[To do]:
1 – Write out the passage from the Bradley Garrett interview that begins at the words "During a series" and stops after "every imaginable catastrophe.".
2 – In the Bradley Garrett interview, what is the title of Garrett's new book?
3 – Carry on the Bradley Garrett interview past its final line.

[Article]:

·····

Social and cultural geographer Bradley Garrett explores what hidden places reveal about us.

Bradley Garrett, used with permission.
Bradley Garrett, used with permission.

During a series of trespasses through tunnels, up towers, and into other places he wasn’t technically allowed to be, Bradley Garrett found himself in a gargantuan Cold War-era bunker. At the time, Garrett, who lectures in the School of Geography at University College Dublin, was chronicling—and living—the lifestyle of “urban explorers,” who team up to infiltrate restricted or abandoned city spaces. That visit planted the seed for his new book, Bunker: Building for the End Times, and sent him underground with a different crowd: “preppers,” who buy personal bunkers, stock up, and start like-minded communities in anticipation of every imaginable catastrophe.

What motivated you to become an urban explorer?

I lived in London for a decade, and I would get to this kind of boiling point where I just could not handle the cramped space and the people around me anymore. Opening up a manhole and going into the sewer was a relief. You could walk around all night long and never see anyone. It was like a wilderness under the city. You would find incredible architectural spaces that were 150 years old, built out of handmade brick, that no one else ever sees. There was a fantastic sense of discovery.

What stops others from going underground?

·····

[Data lines]:
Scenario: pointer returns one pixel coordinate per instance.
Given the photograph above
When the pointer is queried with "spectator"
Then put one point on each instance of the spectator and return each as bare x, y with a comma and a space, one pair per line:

·····

[Solved problems]:
1 –
During a series of trespasses through tunnels, up towers, and into other places he wasn’t technically allowed to be, Bradley Garrett found himself in a gargantuan Cold War-era bunker. At the time, Garrett, who lectures in the School of Geography at University College Dublin, was chronicling—and living—the lifestyle of “urban explorers,” who team up to infiltrate restricted or abandoned city spaces. That visit planted the seed for his new book, Bunker: Building for the End Times, and sent him underground with a different crowd: “preppers,” who buy personal bunkers, stock up, and start like-minded communities in anticipation of every imaginable catastrophe.

2 – Bunker: Building for the End Times

3 –
Risk aversion is baked into our culture. If you go skydiving or bungee-jumping, things that are perfectly safe in statistical terms, the response from people is often, “Why would you take that risk?” But if you are confronted with a blackout or a tornado or a wildfire and you’ve put yourself in risky situations before, you’re better equipped because you’re not prone to panic in the same way.

Did urban exploration give you insight into surveillance and privacy?

We saw the escalation of camera systems and security systems. They started putting laser sensors in stairwells. Then facial recognition started to come in. Now we’re surveilling ourselves with the phone in our pocket. I and others eventually got arrested in London for an exploration. And one of the first things that happened was that the prosecution produced all of our phone records, including our text messages and location tracking.

What do the preppers you’ve met seem to gain from prepping?

It’s a kind of existential insurance policy. You invest time and effort into getting organized and working through scenarios, and it seems to make people feel better. It’s kind of like spring cleaning: You go through your house, get rid of all the things you don’t need, and have that kind of peaceful moment when you know where everything is. Prepping is like that except instead of dealing with the present, they’re dealing with the future—a range of speculations about things that might go wrong. Regardless of their political, social, or religious background, they all told me that it gave them a sense of solace.

Did you derive any wisdom from your time with them?

I gained a renewed faith in localism and family. The life that I was living, flying all over the world, going from planes to rental cars, felt so disconnected from people and the world in some way. I think that has to change. “Bloom where you’re planted,” one prepper told me. Just work with what you’ve got.

Did the experience make you consider becoming a prepper?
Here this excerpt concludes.